PROBLEM STATEMENT » Copy out all of the data below exactly, so that no word differs from the original.

DATA »
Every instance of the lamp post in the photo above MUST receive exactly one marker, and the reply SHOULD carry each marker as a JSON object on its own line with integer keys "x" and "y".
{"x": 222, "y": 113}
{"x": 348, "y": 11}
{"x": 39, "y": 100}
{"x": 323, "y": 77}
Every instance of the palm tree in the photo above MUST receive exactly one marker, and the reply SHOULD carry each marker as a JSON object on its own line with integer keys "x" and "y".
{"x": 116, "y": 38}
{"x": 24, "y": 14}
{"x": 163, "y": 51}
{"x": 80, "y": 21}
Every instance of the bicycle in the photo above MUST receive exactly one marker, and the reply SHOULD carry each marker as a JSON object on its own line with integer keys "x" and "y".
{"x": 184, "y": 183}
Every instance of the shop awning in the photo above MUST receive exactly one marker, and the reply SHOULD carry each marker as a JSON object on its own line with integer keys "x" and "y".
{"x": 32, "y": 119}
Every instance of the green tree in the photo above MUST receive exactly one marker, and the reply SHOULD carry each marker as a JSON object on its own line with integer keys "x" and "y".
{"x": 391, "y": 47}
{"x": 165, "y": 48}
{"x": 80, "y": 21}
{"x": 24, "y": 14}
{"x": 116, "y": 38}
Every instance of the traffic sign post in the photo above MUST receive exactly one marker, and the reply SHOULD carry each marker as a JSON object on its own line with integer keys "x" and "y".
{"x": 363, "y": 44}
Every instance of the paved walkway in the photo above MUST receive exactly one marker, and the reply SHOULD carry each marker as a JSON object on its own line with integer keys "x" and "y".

PROBLEM SOLUTION »
Every instance of the lamp post in the photo above MUST receive exactly one marker, and the reply SHOULD carry each marker as a JSON object on its own line with integer keys "x" and "y".
{"x": 222, "y": 113}
{"x": 348, "y": 11}
{"x": 39, "y": 100}
{"x": 323, "y": 77}
Every instance of the palm tree in the photo above MUST receive exactly one marker, and the reply SHOULD carry each marker as a JSON object on its own line with integer keys "x" and "y".
{"x": 116, "y": 38}
{"x": 24, "y": 14}
{"x": 163, "y": 51}
{"x": 80, "y": 21}
Every instance of the bicycle in the photo above MUST receive exactly one marker, and the reply SHOULD carry each marker as a JSON object on its own line with integer keys "x" and "y".
{"x": 184, "y": 183}
Every instance of the shop awning in the photo above MUST receive exactly one marker, and the reply SHOULD carry each marker as a JSON object on its own line with integer keys "x" and "y".
{"x": 32, "y": 119}
Every instance of the green tree in the photo above MUST receive exactly one marker, and the reply SHOULD carry each marker as a JSON object on its own line with integer keys "x" and "y".
{"x": 391, "y": 47}
{"x": 165, "y": 48}
{"x": 80, "y": 21}
{"x": 24, "y": 14}
{"x": 116, "y": 38}
Every instance of the traffic sign post in the photo above MUST receive exactly one marker, and the reply SHOULD carry each marker as a JSON object on its own line with integer keys "x" and "y".
{"x": 363, "y": 44}
Every instance of the paved walkway in the photo above MUST receive exactly one marker, and the reply SHOULD carry each marker as a JSON object on its own line with integer keys "x" and "y".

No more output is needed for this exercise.